> [PROBLEM]:
Update the rows below by changing "Holes" to "Cutouts" wherever it appears, and keep every other part of the text the same. Leave out the pictures.

> [SUPPLIED MATERIAL]:
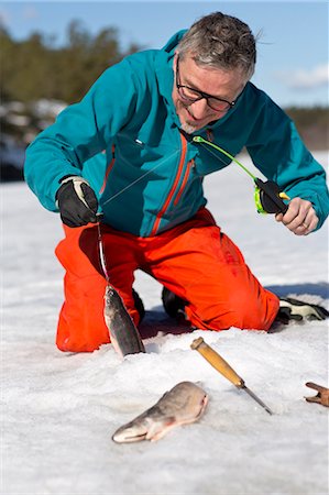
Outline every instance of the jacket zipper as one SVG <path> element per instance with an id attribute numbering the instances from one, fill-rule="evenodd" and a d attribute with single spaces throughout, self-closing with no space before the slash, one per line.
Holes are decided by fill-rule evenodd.
<path id="1" fill-rule="evenodd" d="M 175 194 L 175 191 L 177 189 L 177 186 L 179 184 L 180 177 L 182 177 L 182 173 L 183 173 L 183 169 L 184 169 L 185 157 L 186 157 L 186 151 L 187 151 L 187 140 L 186 140 L 186 138 L 184 138 L 183 134 L 179 134 L 179 135 L 180 135 L 180 142 L 182 142 L 182 154 L 180 154 L 180 160 L 179 160 L 179 165 L 178 165 L 178 172 L 177 172 L 177 175 L 175 177 L 173 187 L 169 190 L 169 194 L 168 194 L 168 196 L 167 196 L 167 198 L 166 198 L 162 209 L 160 210 L 160 212 L 156 216 L 153 229 L 151 231 L 151 235 L 155 235 L 156 234 L 158 226 L 160 226 L 160 222 L 161 222 L 161 219 L 162 219 L 164 212 L 166 211 L 166 209 L 168 208 L 168 206 L 169 206 L 169 204 L 171 204 L 171 201 L 173 199 L 173 196 L 174 196 L 174 194 Z"/>
<path id="2" fill-rule="evenodd" d="M 188 180 L 190 169 L 191 169 L 193 167 L 195 167 L 195 161 L 194 161 L 194 158 L 191 158 L 191 160 L 187 163 L 187 167 L 186 167 L 186 170 L 185 170 L 185 174 L 184 174 L 184 178 L 183 178 L 180 188 L 179 188 L 178 194 L 177 194 L 177 196 L 176 196 L 176 198 L 175 198 L 175 200 L 174 200 L 174 205 L 175 205 L 175 206 L 177 206 L 178 202 L 179 202 L 179 199 L 180 199 L 180 197 L 182 197 L 182 195 L 183 195 L 183 191 L 184 191 L 184 189 L 185 189 L 186 183 L 187 183 L 187 180 Z"/>
<path id="3" fill-rule="evenodd" d="M 105 191 L 105 188 L 106 188 L 106 185 L 107 185 L 107 182 L 108 182 L 109 174 L 110 174 L 111 169 L 113 168 L 113 165 L 114 165 L 114 162 L 116 162 L 114 151 L 116 151 L 116 146 L 114 146 L 114 144 L 112 144 L 112 160 L 111 160 L 111 162 L 110 162 L 110 164 L 109 164 L 109 166 L 108 166 L 108 168 L 107 168 L 107 172 L 106 172 L 106 175 L 105 175 L 105 179 L 103 179 L 102 186 L 101 186 L 101 188 L 100 188 L 100 190 L 99 190 L 99 194 L 100 194 L 100 195 Z"/>

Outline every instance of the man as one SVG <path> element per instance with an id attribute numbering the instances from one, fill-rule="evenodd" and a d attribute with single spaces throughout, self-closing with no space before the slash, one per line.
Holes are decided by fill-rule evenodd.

> [ANSWER TO THIS EXERCISE]:
Outline every instance of the jacket zipper as one SVG <path> element per instance with an id attribute numbering the instances from one, fill-rule="evenodd" and a d attribute with single spaces throughout, self-closing with no space before the slash, one per line.
Cutouts are decided by fill-rule evenodd.
<path id="1" fill-rule="evenodd" d="M 175 194 L 175 191 L 177 189 L 177 186 L 179 184 L 180 177 L 182 177 L 182 173 L 183 173 L 183 169 L 184 169 L 185 157 L 186 157 L 186 151 L 187 151 L 187 140 L 186 140 L 186 138 L 184 138 L 183 134 L 179 134 L 179 135 L 180 135 L 180 142 L 182 142 L 182 154 L 180 154 L 180 160 L 179 160 L 179 165 L 178 165 L 178 172 L 177 172 L 177 175 L 175 177 L 173 187 L 169 190 L 169 194 L 168 194 L 168 196 L 167 196 L 167 198 L 166 198 L 162 209 L 160 210 L 160 212 L 156 216 L 153 229 L 151 231 L 151 235 L 155 235 L 156 234 L 158 226 L 160 226 L 160 222 L 161 222 L 161 219 L 162 219 L 164 212 L 166 211 L 166 209 L 168 208 L 168 206 L 169 206 L 169 204 L 171 204 L 171 201 L 173 199 L 173 196 L 174 196 L 174 194 Z"/>
<path id="2" fill-rule="evenodd" d="M 188 180 L 190 169 L 191 169 L 193 167 L 195 167 L 195 161 L 194 161 L 194 158 L 191 158 L 191 160 L 187 163 L 187 167 L 186 167 L 186 170 L 185 170 L 185 174 L 184 174 L 184 178 L 183 178 L 180 188 L 179 188 L 178 194 L 177 194 L 177 196 L 176 196 L 176 198 L 175 198 L 175 200 L 174 200 L 174 205 L 175 205 L 175 206 L 177 206 L 178 202 L 179 202 L 179 199 L 180 199 L 180 197 L 182 197 L 182 195 L 183 195 L 183 191 L 184 191 L 184 189 L 185 189 L 186 183 L 187 183 L 187 180 Z"/>
<path id="3" fill-rule="evenodd" d="M 105 191 L 105 188 L 106 188 L 106 185 L 107 185 L 107 182 L 108 182 L 109 174 L 110 174 L 111 169 L 113 168 L 113 165 L 114 165 L 114 162 L 116 162 L 114 151 L 116 151 L 116 146 L 114 146 L 114 144 L 112 144 L 112 160 L 111 160 L 111 162 L 110 162 L 110 164 L 109 164 L 109 166 L 108 166 L 108 168 L 107 168 L 107 172 L 106 172 L 106 175 L 105 175 L 105 179 L 103 179 L 102 186 L 101 186 L 101 188 L 100 188 L 100 190 L 99 190 L 99 194 L 100 194 L 100 195 Z"/>

Outline every instance of the man as one SVG <path> element per instance with an id attribute numbering the instances from one, fill-rule="evenodd" and a d attribute with single spaces throughout, self-closing with no space before the slash, one per line.
Cutouts are decided by fill-rule evenodd.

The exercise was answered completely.